### [Activity]
Work out how many lines in the entries below include the word "crust", and give only that figure.

Stored data entries:
╭──

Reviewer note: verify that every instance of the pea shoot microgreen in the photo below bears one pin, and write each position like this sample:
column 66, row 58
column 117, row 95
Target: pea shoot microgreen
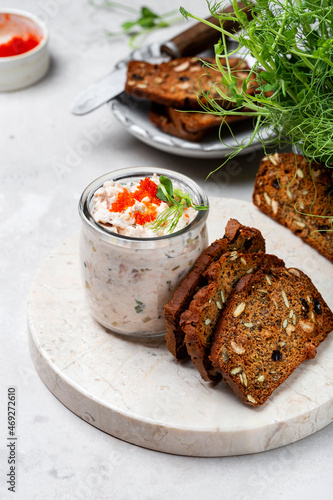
column 177, row 200
column 143, row 20
column 292, row 44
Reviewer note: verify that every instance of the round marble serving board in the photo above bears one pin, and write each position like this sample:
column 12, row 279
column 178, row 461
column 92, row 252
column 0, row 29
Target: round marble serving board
column 135, row 390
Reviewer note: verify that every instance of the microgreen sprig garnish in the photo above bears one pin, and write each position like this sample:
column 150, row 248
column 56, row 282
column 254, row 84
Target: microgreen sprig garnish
column 142, row 20
column 178, row 201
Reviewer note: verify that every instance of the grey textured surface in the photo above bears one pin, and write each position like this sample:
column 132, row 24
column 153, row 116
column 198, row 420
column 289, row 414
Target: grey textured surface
column 47, row 158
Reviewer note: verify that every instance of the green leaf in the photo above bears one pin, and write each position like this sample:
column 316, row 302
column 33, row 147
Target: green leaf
column 140, row 306
column 147, row 22
column 146, row 12
column 167, row 184
column 127, row 25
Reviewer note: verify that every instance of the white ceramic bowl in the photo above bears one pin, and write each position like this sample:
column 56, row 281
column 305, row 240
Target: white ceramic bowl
column 25, row 69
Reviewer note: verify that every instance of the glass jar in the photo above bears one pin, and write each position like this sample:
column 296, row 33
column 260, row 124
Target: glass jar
column 128, row 280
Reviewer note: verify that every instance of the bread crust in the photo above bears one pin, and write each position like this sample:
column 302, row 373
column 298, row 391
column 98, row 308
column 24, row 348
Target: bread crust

╰──

### [Answer to this problem]
2